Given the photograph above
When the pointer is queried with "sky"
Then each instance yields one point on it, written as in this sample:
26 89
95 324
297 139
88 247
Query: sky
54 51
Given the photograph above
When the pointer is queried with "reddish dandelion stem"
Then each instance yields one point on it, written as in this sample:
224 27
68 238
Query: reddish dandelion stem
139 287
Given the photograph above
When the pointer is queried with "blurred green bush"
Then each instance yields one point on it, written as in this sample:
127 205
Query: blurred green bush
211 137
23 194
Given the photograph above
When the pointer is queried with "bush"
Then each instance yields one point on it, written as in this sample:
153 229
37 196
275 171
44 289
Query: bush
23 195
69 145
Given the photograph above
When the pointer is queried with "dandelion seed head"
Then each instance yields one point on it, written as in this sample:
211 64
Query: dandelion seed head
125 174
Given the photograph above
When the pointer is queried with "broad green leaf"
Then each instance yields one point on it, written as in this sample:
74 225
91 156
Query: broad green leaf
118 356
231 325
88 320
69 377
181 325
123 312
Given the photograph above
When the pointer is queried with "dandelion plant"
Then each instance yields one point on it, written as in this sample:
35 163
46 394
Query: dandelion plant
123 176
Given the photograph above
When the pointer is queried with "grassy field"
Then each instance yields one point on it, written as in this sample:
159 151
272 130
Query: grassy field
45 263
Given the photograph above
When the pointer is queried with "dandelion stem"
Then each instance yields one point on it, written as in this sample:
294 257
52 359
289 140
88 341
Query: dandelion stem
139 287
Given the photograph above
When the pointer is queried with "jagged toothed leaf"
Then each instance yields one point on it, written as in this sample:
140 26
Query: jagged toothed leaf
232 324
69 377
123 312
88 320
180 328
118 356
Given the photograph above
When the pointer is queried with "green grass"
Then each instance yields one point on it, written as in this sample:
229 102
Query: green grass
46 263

————————

— DIRECTIONS —
Write out all of the records above exactly as they appear.

— REPLY —
Given the photograph above
When the pointer is queried with "sky"
Then each instance yields one point on it, written as in this sample:
26 89
95 324
297 139
88 247
Query: sky
54 51
Given the photograph above
When the pointer is queried with "reddish dandelion stem"
Then each instance yields one point on it, written as in this sample:
224 27
68 238
Query: reddish dandelion stem
139 287
Given the photograph above
When the pointer is queried with "blurred green bush"
Then each instance yields one point on it, written as in this sample:
127 205
Query: blurred green bush
211 137
23 194
Given the photograph above
When the pointer is queried with "bush"
Then each instance yields one point on it, written as in this sample:
153 229
37 196
275 171
44 289
Query: bush
23 195
69 145
Given the photograph above
When the pointer is queried with "dandelion seed head"
Then each instance yields one point on it, written as in this sample:
211 64
Query: dandelion seed head
125 174
Given the photograph above
When the pointer is queried with "broad green leaf"
Then each instance yields one point on it, written as in this sample:
74 225
91 156
Query: broad green leaf
118 356
231 325
88 320
69 377
181 325
123 312
Given the photograph above
When the pointer is queried with "dandelion plant"
Then each instance yields one point on it, written as in this sample:
35 163
46 394
Query: dandelion plant
123 176
Given the photograph above
When the pointer is queried with "grassy field"
Then each instance yields one point on it, written as in this sample:
159 151
272 130
Query: grassy field
45 263
Given the photograph above
When the pointer is queried with "dandelion stem"
Then each instance yields one point on it, written as in this sample:
294 257
52 359
289 140
88 341
Query: dandelion stem
139 287
Given the photograph above
When the pointer is queried with "jagged toothed leaf"
Then each instance yields one point on it, written as in this sample:
140 26
Query: jagged toothed leaf
232 324
69 377
123 312
88 320
180 328
118 356
Given the photograph above
When the pointer is queried with "green grass"
Then each instance yields one point on it, written as in this sample:
229 102
Query: green grass
46 263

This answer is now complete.